GOAL: Set out the items as a numbered list, from the very first line through the line containing "<point>873,266</point>", with both of those lines included and blank lines left out.

INFORMATION GIVEN:
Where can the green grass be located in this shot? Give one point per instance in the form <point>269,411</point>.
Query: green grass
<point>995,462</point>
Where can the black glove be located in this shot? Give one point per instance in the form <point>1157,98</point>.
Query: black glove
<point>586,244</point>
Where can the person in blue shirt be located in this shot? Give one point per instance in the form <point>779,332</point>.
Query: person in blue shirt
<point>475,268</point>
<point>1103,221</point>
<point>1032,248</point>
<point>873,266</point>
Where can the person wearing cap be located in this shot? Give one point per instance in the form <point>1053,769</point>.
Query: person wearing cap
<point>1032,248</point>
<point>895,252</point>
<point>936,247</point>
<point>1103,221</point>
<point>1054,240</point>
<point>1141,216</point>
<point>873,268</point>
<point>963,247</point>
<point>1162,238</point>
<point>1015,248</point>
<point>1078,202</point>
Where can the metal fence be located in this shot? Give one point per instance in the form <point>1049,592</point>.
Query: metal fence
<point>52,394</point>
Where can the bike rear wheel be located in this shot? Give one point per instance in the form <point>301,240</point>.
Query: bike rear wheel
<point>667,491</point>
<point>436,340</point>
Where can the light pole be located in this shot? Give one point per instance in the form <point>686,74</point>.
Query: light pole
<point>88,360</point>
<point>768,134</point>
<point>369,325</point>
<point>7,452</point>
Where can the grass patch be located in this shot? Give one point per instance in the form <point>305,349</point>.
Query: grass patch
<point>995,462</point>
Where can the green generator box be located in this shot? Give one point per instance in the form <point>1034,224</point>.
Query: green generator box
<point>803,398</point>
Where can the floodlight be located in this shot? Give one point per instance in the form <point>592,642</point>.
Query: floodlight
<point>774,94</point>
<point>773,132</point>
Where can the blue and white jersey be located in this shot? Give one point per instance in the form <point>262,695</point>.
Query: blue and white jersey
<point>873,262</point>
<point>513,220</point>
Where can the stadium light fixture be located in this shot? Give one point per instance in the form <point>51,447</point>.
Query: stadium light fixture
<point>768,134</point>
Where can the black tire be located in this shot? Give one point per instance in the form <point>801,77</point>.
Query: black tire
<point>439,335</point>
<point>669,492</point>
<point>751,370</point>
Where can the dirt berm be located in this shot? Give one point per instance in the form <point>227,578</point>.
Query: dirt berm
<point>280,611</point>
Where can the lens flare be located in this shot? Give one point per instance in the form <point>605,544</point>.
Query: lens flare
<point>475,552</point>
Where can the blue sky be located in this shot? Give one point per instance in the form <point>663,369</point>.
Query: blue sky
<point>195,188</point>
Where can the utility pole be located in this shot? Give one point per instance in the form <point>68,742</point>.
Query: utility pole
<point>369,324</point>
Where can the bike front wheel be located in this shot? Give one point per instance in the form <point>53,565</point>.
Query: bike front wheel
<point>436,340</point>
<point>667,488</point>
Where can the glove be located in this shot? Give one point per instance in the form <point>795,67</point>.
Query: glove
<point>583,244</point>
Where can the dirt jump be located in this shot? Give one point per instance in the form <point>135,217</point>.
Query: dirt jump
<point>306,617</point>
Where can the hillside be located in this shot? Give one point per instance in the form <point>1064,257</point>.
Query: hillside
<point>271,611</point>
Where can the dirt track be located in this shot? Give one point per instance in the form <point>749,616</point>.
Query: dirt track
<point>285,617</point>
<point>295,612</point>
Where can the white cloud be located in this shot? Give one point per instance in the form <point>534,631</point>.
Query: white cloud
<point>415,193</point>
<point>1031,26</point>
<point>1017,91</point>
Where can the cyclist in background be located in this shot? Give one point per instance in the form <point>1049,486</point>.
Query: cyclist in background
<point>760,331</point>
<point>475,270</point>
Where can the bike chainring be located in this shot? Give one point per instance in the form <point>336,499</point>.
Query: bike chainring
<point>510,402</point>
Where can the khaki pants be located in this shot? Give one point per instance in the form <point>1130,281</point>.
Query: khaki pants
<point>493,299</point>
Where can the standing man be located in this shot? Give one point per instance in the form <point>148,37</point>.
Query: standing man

PROBLEM SOLUTION:
1. Where can the green grass be located in this shot? Give one point per instance in the form <point>269,411</point>.
2. Query: green grass
3. <point>995,462</point>
4. Where can the black glove be located in this shot? Give one point per instance in the form <point>1157,98</point>.
5. Query: black glove
6. <point>586,244</point>
7. Where can the person in blue shirt be located in this shot? Give one point per instance in the form <point>779,332</point>.
8. Query: person in blue shirt
9. <point>475,268</point>
10. <point>1103,221</point>
11. <point>1032,248</point>
12. <point>873,266</point>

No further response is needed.